Repeat each entry word for word; the images are not part of the copy.

(Image-grounded pointing data)
..............................
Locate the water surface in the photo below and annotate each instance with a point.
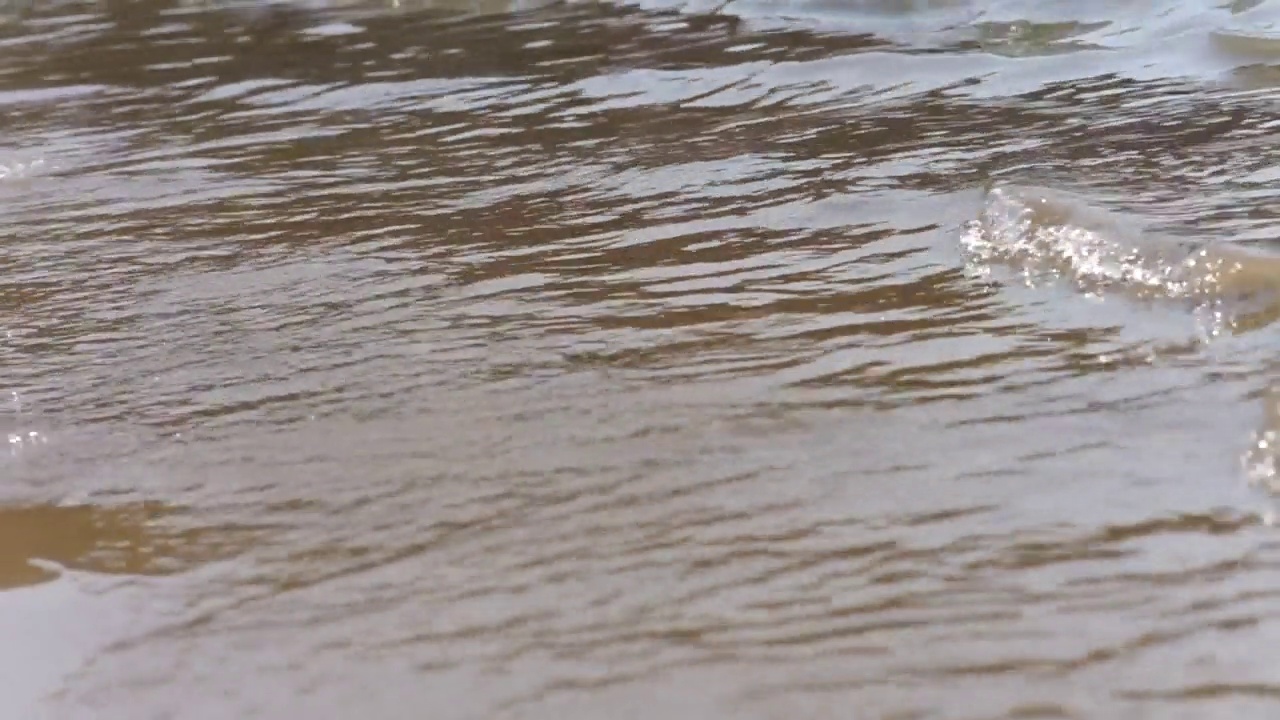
(590, 360)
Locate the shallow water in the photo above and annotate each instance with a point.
(538, 360)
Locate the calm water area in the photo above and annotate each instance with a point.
(749, 359)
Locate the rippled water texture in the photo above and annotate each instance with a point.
(769, 359)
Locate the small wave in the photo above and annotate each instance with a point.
(1054, 236)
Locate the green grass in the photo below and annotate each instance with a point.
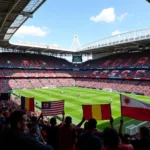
(73, 103)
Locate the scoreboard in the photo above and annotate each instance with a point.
(77, 59)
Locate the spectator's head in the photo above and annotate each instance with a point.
(126, 139)
(111, 138)
(92, 124)
(34, 130)
(33, 119)
(68, 120)
(53, 121)
(18, 120)
(86, 125)
(144, 132)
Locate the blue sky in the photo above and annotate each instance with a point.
(57, 21)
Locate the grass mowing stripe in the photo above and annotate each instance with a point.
(73, 103)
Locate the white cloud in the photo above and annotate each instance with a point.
(116, 32)
(107, 15)
(32, 31)
(122, 16)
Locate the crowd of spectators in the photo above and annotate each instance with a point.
(25, 130)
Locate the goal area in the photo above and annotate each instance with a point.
(108, 90)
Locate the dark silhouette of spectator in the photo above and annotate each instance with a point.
(112, 141)
(67, 135)
(88, 140)
(53, 134)
(15, 138)
(143, 143)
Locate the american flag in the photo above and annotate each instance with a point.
(53, 108)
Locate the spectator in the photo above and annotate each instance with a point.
(144, 142)
(88, 140)
(53, 134)
(112, 142)
(14, 137)
(67, 135)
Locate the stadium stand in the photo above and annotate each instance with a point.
(116, 72)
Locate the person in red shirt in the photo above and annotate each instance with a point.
(112, 142)
(67, 135)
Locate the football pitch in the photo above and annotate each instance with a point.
(73, 103)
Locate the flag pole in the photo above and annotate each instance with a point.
(110, 110)
(121, 106)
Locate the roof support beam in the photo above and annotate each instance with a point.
(16, 3)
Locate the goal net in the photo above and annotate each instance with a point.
(134, 129)
(107, 89)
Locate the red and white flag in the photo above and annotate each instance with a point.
(133, 108)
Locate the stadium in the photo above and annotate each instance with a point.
(98, 71)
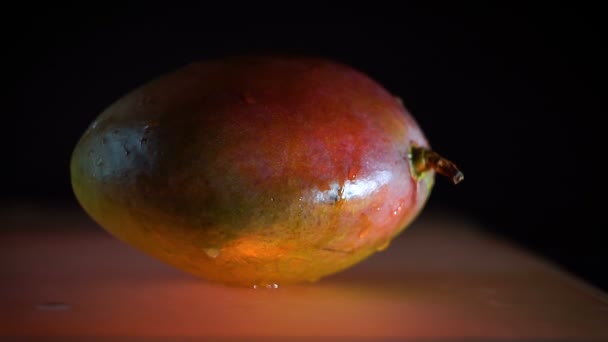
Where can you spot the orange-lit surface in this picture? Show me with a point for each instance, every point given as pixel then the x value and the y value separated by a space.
pixel 439 280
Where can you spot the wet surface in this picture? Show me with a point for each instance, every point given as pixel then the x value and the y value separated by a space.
pixel 442 279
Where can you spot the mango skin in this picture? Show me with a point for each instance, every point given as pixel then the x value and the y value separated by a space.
pixel 253 170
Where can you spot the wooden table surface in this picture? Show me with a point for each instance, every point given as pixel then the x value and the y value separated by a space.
pixel 63 278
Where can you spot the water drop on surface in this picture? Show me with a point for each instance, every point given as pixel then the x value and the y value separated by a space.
pixel 352 172
pixel 53 306
pixel 268 286
pixel 364 231
pixel 212 252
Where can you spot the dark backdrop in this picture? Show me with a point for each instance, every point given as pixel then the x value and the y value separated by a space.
pixel 513 94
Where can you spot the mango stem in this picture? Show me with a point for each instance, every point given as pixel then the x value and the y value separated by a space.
pixel 424 159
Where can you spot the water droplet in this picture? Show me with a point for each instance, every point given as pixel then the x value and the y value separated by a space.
pixel 383 246
pixel 267 286
pixel 352 172
pixel 249 98
pixel 53 306
pixel 364 231
pixel 212 252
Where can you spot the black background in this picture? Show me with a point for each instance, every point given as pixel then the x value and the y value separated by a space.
pixel 512 94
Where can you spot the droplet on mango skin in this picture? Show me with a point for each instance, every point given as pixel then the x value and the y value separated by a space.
pixel 293 168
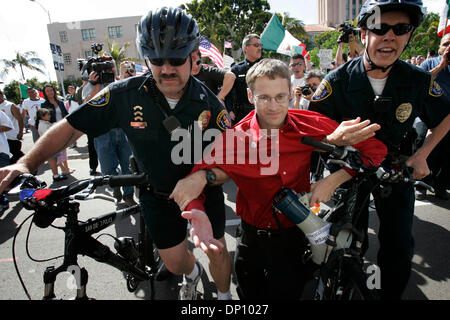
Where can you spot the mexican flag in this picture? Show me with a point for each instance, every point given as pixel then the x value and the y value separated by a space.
pixel 444 20
pixel 23 91
pixel 276 38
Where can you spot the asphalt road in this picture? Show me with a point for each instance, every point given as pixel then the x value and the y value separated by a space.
pixel 430 279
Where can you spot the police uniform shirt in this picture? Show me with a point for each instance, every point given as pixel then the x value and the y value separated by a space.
pixel 130 105
pixel 409 93
pixel 211 77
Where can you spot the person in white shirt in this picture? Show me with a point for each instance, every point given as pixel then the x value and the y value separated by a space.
pixel 5 126
pixel 14 135
pixel 32 105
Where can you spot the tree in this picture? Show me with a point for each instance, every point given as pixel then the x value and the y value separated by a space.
pixel 229 20
pixel 28 60
pixel 118 52
pixel 424 38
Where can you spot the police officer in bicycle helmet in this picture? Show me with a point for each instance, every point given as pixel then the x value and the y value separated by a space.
pixel 391 94
pixel 153 109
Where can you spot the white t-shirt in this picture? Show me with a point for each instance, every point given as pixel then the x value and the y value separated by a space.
pixel 4 122
pixel 44 126
pixel 377 85
pixel 6 108
pixel 32 106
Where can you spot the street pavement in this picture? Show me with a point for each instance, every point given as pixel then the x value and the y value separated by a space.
pixel 430 278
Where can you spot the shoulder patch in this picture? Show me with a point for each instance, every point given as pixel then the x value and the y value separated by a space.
pixel 223 120
pixel 323 91
pixel 435 89
pixel 101 99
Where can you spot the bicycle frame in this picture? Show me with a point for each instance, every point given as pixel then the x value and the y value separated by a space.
pixel 79 240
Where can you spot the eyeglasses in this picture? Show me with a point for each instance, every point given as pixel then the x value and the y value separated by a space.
pixel 297 64
pixel 280 99
pixel 174 62
pixel 399 29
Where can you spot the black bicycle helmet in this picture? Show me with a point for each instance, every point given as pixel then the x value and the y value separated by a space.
pixel 413 7
pixel 167 33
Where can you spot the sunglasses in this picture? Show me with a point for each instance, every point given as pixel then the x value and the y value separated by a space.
pixel 297 64
pixel 174 62
pixel 399 29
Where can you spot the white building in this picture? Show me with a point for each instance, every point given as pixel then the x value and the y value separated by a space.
pixel 76 38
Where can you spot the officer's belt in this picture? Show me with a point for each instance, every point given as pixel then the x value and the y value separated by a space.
pixel 265 233
pixel 158 194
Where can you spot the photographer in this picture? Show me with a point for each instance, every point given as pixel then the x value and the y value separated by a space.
pixel 127 69
pixel 304 94
pixel 112 147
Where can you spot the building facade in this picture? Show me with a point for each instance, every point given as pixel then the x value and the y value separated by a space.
pixel 76 38
pixel 332 13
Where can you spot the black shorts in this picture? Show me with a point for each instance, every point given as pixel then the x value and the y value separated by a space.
pixel 167 227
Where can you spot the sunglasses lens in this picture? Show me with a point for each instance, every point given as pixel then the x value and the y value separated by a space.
pixel 399 29
pixel 176 62
pixel 157 62
pixel 402 28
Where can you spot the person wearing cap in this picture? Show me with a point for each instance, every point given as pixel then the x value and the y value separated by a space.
pixel 392 93
pixel 156 111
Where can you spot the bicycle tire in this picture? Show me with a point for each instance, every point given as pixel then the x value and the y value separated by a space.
pixel 355 282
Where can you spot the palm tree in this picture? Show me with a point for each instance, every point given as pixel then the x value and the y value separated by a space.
pixel 117 52
pixel 430 35
pixel 28 60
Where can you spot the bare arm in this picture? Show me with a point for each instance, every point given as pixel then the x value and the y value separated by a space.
..............................
Exercise response:
Locate the water surface in the photo below and annotate each instance with a point.
(590, 360)
Locate the shallow water in the photo above and annotate each instance with a point.
(538, 360)
Locate the calm water area in the photo above and annotate each instance with a point.
(749, 359)
Locate the rippled water texture in the photo above and annotate each instance with a point.
(769, 359)
Locate the small wave in the photo above and annotate each instance with a point.
(1054, 236)
Locate the green grass in the photo below and annotate each instance with a point.
(73, 103)
Locate the scoreboard in the photo above and annotate each instance with a point.
(77, 59)
Locate the spectator's head in the photo above and annotate each instance with a point.
(126, 139)
(111, 138)
(92, 124)
(34, 130)
(33, 119)
(68, 120)
(53, 121)
(18, 120)
(86, 125)
(144, 132)
Locate the blue sky in the photo above and annotate each instance with a point.
(57, 21)
Locate the grass mowing stripe in the photo above and annotate each instance with a point.
(73, 103)
Locate the white cloud in the photo above and annotate each instance with a point.
(116, 32)
(107, 15)
(32, 31)
(122, 16)
Locate the crowd of spectators in the photo above and annotate each instance with a point.
(25, 130)
Locate the goal area in the photo above and annotate each instance with a point.
(108, 90)
Locate the dark silhouette of spectator in the photo above and annotate each instance with a point.
(112, 141)
(67, 135)
(88, 140)
(53, 134)
(15, 138)
(143, 143)
Locate the american flag in the photo above and annotate each instance with a point.
(53, 108)
Locate the spectator in the photo above and annotate each instance with a point.
(144, 142)
(88, 140)
(53, 134)
(112, 142)
(14, 137)
(67, 135)
Locate the stadium stand in the photo above and annotate each instance with a point.
(116, 72)
Locate the person in red shirt in the photo above and annotate each instance with a point.
(112, 142)
(67, 135)
Locate the football pitch in the photo above and annotate each instance with a point.
(73, 103)
Locate the flag pole in the photo above and annotate each instance with a point.
(110, 110)
(121, 106)
Locate the roof support beam in the photo above and annotate each instance with a point.
(16, 3)
Locate the goal net in the photo above and annotate each instance with a point.
(134, 129)
(107, 89)
Locate the red and white flag in the photo above and annotate each instance with a point.
(133, 108)
Locate the stadium in the photo above and annotate each instance with a point.
(98, 71)
Where can you spot the orange-lit surface in this picture? Show me with a point for each instance, every point given as pixel then the x value and the y value separated by a space.
pixel 439 280
Where can you spot the wet surface in this picture? Show me with a point for each instance, every point given as pixel then the x value and the y value separated by a space.
pixel 442 279
Where can you spot the mango skin in this picture? Show me with a point for each instance, every point given as pixel then the x value and the y value separated by a space.
pixel 253 170
Where can you spot the wooden table surface in this picture? Show me with a point for each instance, every point given as pixel then the x value and the y value separated by a space.
pixel 63 278
Where can you spot the water drop on surface in this picture? Show me with a point for each instance, every point given as pixel then the x value and the y value separated by a space.
pixel 352 172
pixel 53 306
pixel 268 286
pixel 364 231
pixel 212 252
Where can you spot the dark backdrop in this picture? Show me with a point for each instance, every point given as pixel then the x value and the y value separated by a space.
pixel 513 94
Where can you spot the mango stem in this picture? Show me with a point for each instance, every point given as pixel then the x value and the y value separated by a space.
pixel 424 159
Where can you spot the water droplet in this picture? Show me with a point for each instance, every point given as pixel then the x value and the y value separated by a space.
pixel 383 246
pixel 267 286
pixel 352 172
pixel 249 98
pixel 53 306
pixel 364 231
pixel 212 252
Where can you spot the black background in this picture? Show me with a point for each instance, every point given as pixel then the x value and the y value separated by a space.
pixel 512 94
Where can you spot the droplet on mango skin in this picture? Show me with a point for each instance, every point given as pixel then the x value and the y value separated by a space.
pixel 293 168
Where can you spot the mexican flag in this picture? Show me with a point for each instance, every point given as pixel then the x value and the y value separated by a space.
pixel 444 20
pixel 23 91
pixel 276 38
Where can you spot the asphalt road in this picture? Show me with a point for each instance, every point given as pixel then the x value and the y value separated by a space.
pixel 430 279
Where can you spot the police uniform shirt in this picture? Show me with a point for each instance, every point given as pixel then the x value and the y value separated by a space.
pixel 130 105
pixel 409 93
pixel 211 77
Where can you spot the person in white shirt in this picture? Show me with a point for each instance, every point given as pixel then the x value and the y value separated by a space.
pixel 5 126
pixel 14 135
pixel 32 105
Where can you spot the tree in this picture? Show me with a point for each instance, every point given as pixel then the x value and the y value separated by a space.
pixel 229 20
pixel 28 60
pixel 118 52
pixel 424 38
Where can you spot the police officer in bicycle helmet in this picture? Show me with a point for each instance, every point given as pixel then the x value and the y value separated by a space.
pixel 391 94
pixel 153 109
Where can you spot the white t-shirt in this picture? Show me with a point for each instance, every point given as pixel then the x value and the y value separated by a space.
pixel 4 122
pixel 44 126
pixel 377 85
pixel 6 108
pixel 32 106
Where can you spot the street pavement in this picture? Show me with a point for each instance, every point given as pixel then the x value and the y value separated by a space.
pixel 430 278
Where can you spot the shoulder patch in this picture? Show me with a point for each instance, every point given as pixel then the x value and the y value separated by a space.
pixel 223 120
pixel 323 91
pixel 435 89
pixel 101 99
Where can you spot the bicycle frame in this picture? Show me with a point for each instance, every point given as pixel then the x value and the y value separated by a space.
pixel 79 240
Where can you spot the eyeglasses in this picture? Show me with a point for each instance, every point given as pixel then the x value and the y value separated by a space.
pixel 297 64
pixel 280 99
pixel 174 62
pixel 399 29
Where can you spot the black bicycle helmet in this picture? Show me with a point for each instance, every point given as pixel then the x value and the y value separated by a space.
pixel 413 7
pixel 167 33
Where can you spot the sunglasses in this picture? Show me with a point for each instance, every point given as pixel then the x value and the y value separated by a space.
pixel 297 64
pixel 174 62
pixel 399 29
Where can you spot the white building in this picture? Show me with a point for each instance, every point given as pixel then the x value and the y value separated by a space.
pixel 76 38
Where can you spot the officer's belt in this picture? Show me with a point for each instance, every point given as pixel then the x value and the y value separated by a space.
pixel 265 233
pixel 158 194
Where can you spot the photographer in this picture? Show me with a point for each instance, every point given as pixel then the x value and the y value separated by a space.
pixel 127 69
pixel 304 94
pixel 112 147
Where can you spot the building facade in this picture? Show me with a point for each instance, every point given as pixel then the x value and the y value separated by a space.
pixel 76 38
pixel 332 13
Where can you spot the black shorts in this picture? Show me with a point for each instance, every point given as pixel then the x value and the y value separated by a space.
pixel 167 227
Where can you spot the sunglasses lens in this picture? Show me with a point for each instance, every point given as pixel then the x value and the y value separated by a space.
pixel 399 29
pixel 176 62
pixel 157 62
pixel 402 28
Where can you spot the person wearing cap in this picture? Show me with a point for each instance, every point given as pixel then the x value and the y value separated by a space.
pixel 392 93
pixel 156 111
Where can you spot the bicycle tire in this picture? Show me with a point for each instance, every point given as pixel then the x value and the y value separated by a space.
pixel 355 282
Where can you spot the palm tree in this picture? Show me with a point for each instance, every point given as pixel then the x value and the y value separated by a space.
pixel 117 52
pixel 430 35
pixel 28 60
Where can you spot the bare arm in this picture? Show me with a point for each instance, every point given as pixel then the x value and the y value separated by a space.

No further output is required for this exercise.